● Referring expression pointing data
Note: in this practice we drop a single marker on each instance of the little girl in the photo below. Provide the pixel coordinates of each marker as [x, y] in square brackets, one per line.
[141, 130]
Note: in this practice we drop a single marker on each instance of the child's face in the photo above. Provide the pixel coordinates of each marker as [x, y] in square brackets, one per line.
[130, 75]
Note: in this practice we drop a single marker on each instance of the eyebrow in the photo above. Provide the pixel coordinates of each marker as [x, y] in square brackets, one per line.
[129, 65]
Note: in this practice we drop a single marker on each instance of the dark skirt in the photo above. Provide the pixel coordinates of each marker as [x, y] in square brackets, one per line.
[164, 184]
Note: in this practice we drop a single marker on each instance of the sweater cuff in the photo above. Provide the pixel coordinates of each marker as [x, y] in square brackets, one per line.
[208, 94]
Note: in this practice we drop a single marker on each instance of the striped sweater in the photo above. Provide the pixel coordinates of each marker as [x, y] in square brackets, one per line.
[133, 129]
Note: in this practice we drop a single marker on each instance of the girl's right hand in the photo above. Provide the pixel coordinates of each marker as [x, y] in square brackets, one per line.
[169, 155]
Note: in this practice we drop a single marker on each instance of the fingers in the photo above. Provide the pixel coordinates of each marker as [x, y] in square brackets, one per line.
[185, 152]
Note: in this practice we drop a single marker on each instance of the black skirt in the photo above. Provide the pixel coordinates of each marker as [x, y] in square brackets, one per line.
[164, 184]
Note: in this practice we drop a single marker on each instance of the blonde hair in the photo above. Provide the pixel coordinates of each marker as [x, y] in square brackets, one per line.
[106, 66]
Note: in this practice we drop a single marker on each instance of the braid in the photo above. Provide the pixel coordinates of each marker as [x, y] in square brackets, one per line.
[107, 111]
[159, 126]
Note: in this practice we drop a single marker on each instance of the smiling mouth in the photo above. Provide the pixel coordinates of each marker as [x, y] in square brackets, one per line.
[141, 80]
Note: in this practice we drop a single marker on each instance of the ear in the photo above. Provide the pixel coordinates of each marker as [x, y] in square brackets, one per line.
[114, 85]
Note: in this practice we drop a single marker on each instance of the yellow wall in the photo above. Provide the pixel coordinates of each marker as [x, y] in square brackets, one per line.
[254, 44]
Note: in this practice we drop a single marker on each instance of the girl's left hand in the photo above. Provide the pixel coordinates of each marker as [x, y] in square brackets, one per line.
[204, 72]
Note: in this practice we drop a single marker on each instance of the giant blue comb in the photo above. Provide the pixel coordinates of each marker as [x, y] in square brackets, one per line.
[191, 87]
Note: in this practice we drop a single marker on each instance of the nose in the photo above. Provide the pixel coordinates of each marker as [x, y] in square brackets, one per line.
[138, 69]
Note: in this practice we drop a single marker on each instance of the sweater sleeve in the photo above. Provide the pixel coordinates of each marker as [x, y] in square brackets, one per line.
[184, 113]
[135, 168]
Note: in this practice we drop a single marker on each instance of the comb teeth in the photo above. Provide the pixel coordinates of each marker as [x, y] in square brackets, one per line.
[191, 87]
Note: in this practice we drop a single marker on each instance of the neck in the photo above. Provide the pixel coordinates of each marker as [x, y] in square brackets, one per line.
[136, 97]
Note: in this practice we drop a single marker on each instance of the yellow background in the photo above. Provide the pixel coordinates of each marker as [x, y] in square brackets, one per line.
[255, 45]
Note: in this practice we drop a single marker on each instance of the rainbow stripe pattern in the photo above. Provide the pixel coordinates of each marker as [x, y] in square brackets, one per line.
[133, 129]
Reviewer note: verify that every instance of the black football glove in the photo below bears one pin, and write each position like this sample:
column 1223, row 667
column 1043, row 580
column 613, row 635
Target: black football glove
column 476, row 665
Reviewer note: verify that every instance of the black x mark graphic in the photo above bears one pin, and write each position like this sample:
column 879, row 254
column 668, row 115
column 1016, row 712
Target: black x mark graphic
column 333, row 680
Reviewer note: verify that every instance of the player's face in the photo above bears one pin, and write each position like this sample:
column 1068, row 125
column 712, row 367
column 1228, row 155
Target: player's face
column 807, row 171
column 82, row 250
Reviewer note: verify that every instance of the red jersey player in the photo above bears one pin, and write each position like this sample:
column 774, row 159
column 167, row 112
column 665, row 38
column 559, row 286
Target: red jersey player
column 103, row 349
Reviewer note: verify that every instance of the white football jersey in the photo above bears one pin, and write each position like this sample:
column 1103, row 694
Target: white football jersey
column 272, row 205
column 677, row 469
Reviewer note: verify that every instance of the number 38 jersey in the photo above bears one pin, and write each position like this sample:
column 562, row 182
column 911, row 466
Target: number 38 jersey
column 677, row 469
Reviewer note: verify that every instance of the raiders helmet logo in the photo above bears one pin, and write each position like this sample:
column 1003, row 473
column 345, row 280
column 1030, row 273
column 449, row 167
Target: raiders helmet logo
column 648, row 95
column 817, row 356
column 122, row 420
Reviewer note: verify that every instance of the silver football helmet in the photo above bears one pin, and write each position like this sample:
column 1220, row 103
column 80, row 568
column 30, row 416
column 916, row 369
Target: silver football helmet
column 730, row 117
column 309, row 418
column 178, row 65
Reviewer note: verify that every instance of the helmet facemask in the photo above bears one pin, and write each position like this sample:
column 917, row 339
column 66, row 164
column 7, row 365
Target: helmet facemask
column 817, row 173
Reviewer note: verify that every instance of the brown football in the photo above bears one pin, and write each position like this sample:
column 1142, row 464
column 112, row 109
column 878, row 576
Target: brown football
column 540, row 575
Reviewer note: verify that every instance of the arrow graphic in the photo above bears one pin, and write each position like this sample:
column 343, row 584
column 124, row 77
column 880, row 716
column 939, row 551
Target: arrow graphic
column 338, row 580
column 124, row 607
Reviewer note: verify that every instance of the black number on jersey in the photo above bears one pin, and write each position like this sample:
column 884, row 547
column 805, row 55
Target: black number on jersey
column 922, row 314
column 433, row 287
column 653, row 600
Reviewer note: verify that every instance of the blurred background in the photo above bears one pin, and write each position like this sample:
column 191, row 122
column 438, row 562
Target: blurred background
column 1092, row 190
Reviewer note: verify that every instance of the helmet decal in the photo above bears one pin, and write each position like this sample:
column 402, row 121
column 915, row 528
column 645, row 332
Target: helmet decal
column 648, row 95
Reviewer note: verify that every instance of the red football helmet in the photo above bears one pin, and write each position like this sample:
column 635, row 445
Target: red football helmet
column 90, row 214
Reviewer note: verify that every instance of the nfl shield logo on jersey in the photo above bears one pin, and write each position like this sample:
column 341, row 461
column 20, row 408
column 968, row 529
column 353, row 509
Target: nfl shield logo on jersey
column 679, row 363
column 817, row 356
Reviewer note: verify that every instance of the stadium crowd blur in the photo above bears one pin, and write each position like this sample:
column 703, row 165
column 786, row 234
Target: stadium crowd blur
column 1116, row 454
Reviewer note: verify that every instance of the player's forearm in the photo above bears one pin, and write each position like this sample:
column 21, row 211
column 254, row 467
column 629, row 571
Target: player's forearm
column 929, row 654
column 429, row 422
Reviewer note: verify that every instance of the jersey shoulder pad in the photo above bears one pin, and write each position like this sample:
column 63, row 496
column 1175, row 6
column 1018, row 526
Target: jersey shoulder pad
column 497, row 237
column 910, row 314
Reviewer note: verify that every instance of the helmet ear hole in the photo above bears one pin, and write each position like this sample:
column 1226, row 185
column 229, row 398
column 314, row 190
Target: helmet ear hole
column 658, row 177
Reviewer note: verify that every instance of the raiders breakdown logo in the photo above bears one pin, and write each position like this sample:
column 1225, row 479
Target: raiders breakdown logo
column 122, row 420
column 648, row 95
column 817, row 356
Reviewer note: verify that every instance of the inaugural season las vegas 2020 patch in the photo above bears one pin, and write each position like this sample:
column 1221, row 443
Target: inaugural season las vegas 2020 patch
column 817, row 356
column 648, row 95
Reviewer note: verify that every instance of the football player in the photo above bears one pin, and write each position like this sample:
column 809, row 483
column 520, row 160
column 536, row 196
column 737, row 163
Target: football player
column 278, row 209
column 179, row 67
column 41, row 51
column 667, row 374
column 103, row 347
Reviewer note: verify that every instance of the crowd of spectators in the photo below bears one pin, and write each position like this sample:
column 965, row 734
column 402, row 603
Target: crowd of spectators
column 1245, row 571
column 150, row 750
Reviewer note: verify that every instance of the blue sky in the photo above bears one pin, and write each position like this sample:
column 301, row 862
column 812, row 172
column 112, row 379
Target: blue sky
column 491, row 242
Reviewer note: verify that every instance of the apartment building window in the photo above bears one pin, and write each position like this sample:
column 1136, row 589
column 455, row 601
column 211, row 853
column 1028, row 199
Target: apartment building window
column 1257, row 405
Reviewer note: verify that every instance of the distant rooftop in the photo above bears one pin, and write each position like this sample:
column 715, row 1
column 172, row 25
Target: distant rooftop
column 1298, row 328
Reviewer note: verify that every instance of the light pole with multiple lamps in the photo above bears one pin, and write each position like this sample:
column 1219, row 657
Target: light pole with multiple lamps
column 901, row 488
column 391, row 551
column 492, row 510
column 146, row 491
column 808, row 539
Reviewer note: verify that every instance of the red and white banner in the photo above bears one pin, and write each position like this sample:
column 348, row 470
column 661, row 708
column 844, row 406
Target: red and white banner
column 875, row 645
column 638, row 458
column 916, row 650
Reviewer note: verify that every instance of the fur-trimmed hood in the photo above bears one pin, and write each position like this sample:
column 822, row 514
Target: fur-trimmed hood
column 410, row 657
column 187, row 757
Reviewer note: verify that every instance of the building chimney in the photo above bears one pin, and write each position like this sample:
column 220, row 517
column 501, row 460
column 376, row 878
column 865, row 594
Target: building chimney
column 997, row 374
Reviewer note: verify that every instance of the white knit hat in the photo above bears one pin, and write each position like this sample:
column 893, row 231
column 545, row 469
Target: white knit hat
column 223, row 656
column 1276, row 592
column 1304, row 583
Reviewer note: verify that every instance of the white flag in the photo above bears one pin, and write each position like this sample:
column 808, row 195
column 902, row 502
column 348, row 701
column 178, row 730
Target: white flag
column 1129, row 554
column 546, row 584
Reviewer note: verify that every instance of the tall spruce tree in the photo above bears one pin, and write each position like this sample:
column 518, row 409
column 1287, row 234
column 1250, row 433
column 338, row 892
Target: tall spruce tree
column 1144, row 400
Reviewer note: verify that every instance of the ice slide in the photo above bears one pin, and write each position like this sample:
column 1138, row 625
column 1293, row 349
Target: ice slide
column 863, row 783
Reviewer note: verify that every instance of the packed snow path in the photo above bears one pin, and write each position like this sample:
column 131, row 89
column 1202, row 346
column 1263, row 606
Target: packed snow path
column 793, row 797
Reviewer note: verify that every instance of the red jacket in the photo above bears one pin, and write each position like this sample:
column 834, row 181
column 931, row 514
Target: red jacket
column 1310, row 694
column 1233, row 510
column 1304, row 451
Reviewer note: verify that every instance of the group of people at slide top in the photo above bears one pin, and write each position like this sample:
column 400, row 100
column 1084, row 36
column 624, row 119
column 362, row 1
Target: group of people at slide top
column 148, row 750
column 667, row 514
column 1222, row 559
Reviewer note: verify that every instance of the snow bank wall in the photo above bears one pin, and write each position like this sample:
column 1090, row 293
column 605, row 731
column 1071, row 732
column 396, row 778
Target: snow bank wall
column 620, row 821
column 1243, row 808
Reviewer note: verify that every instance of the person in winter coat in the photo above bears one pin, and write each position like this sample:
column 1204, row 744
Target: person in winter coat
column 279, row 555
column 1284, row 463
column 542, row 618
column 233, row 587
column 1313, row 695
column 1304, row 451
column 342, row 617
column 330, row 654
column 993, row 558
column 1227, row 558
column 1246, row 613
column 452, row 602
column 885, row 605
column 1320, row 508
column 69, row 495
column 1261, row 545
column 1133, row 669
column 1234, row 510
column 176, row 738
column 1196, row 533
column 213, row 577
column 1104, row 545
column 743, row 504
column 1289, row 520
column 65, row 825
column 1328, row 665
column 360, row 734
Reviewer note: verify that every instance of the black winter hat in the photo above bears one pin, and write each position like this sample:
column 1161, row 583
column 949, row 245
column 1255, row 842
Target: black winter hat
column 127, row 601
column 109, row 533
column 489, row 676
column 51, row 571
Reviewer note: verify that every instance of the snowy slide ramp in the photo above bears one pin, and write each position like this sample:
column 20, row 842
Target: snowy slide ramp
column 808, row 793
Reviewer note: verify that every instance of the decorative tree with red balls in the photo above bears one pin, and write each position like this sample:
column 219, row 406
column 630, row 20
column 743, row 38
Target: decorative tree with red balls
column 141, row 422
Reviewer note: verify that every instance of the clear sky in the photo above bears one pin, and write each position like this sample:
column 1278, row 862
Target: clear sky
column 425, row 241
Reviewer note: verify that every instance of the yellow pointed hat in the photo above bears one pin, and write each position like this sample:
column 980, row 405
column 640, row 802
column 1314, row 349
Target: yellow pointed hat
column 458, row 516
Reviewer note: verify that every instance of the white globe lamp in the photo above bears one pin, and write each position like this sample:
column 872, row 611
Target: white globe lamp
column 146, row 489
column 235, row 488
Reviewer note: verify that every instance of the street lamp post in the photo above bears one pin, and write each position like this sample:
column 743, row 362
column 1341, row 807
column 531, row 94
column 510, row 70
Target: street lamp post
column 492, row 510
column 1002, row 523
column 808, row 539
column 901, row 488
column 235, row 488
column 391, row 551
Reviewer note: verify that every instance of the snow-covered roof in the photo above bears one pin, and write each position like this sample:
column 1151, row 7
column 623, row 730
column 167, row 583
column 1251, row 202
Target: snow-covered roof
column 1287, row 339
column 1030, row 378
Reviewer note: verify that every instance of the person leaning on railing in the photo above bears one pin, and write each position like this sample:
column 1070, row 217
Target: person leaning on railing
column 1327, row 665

● What the exercise asks
What is needed is a verbatim copy of every line in the records above from the one containing "of the rainbow" down to the one containing "column 911, row 466", both included, and nothing more.

● Your solution
Note: in this practice we drop a single marker on each instance of the rainbow stripe pattern in the photo above. Provide the pixel coordinates of each marker as [x, y] in square brackets, one per line.
[133, 129]
Reviewer note: verify that every instance of the black football glove in the photo below bears one pin, and write each position like this sample:
column 1223, row 667
column 1043, row 580
column 613, row 635
Target: black football glove
column 476, row 665
Reviewer note: verify that every instance of the black x mark graphic in the photo above bears one pin, and write each position like this sample:
column 879, row 254
column 668, row 115
column 1016, row 712
Target: black x mark graphic
column 333, row 680
Reviewer note: verify that every instance of the player's face in the photo above bears one pin, and write each position like this sample:
column 1068, row 125
column 712, row 367
column 1228, row 155
Target: player's face
column 807, row 171
column 82, row 250
Reviewer note: verify that every instance of the red jersey player in the photo above bears one pin, and write each position like this sample:
column 774, row 159
column 167, row 112
column 665, row 38
column 559, row 286
Target: red jersey player
column 103, row 349
Reviewer note: verify that every instance of the white football jersey in the photo above bears one pin, and write each position like this sample:
column 1103, row 694
Target: white football jersey
column 272, row 205
column 677, row 469
Reviewer note: verify that every instance of the number 38 jersey in the photo above bears one pin, and write each position like this sample:
column 562, row 182
column 911, row 466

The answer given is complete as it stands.